* PAGE EXCERPT

How to think creatively, be an innovator, and make art in 2022

What does it mean to be an artist?

For many people, it’s about writing for television, publishing books, drawing comics, creating podcasts, designing jewellery, or some combination of the above. But everyone can be an artist, even if your creation doesn’t get the recognition it deserves, much like Edmund White writes in A Boy’s Own Story (also available on Audible):

All artists are responsive to beauty in any form it appears.

So, if you’d like to flex your creative muscles and start making art in whatever form that takes for you, here are some of my favourite Seth Godin quotes from his 2021 blog posts, together with a recommended title from Blinkist.

* PROMPT 1
Render this sentence from the page on creative thinking in Spanish: "All artists are responsive to beauty in any form it appears."
* PROMPT 2
Please carry on the page on creative thinking, picking up after its final sentence.
The material that comes next has no role in this work.

* MATERIAL PROVIDED
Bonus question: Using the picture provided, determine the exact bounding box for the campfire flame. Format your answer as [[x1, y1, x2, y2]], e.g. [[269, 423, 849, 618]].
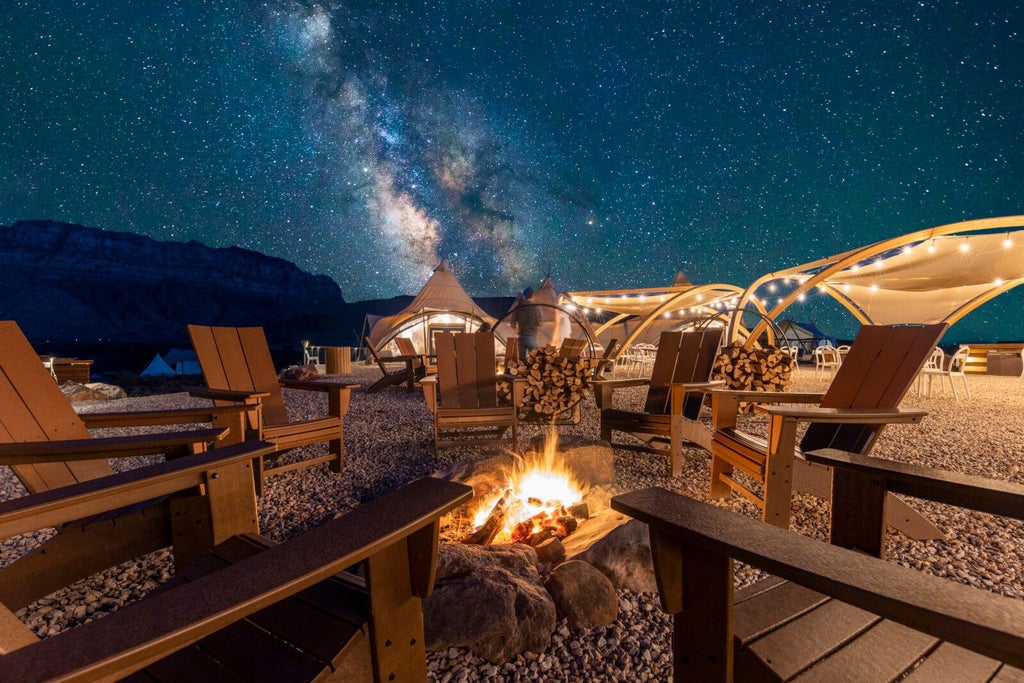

* ANSWER SECTION 1
Todos los artistas son sensibles a la belleza en cualquier forma en que aparezca.

* ANSWER SECTION 2
The very act of creation means that it won’t be the ideal solution for everyone. On the other hand, with certainty, we know that doing nothing disappoints an even larger group of people. ~ The difficult choice of disappointment

Learn more: The Artist’s Way

It turns out that many of the best ideas we have start out as filler. Stuff in the margins. Last-minute extras simply to fill space. Because the stakes are low and our defences are down. ~ The stuff in the margins 

Learn more: Testing Business Ideas

Most of us played with blocks when we were kids. Building structures that seemed magical. Do that. ~ Strategy and tactics and Powerpoint

Learn more: All Work No Play

It’s possible (perhaps required) to not wait to get picked by a traditional publisher. At the same time, we benefit when we realise that the algorithm isn’t rooting for us and quite probably is working against us. The only winning approach is to earn permission and a direct connection with our fans and then act as curators for ideas (and as our own publishers). ~ Publishers, curation and algorithms 

Learn more: An Audience of One 

Empathy is at the heart of design. ~ “Well, it seems great to me”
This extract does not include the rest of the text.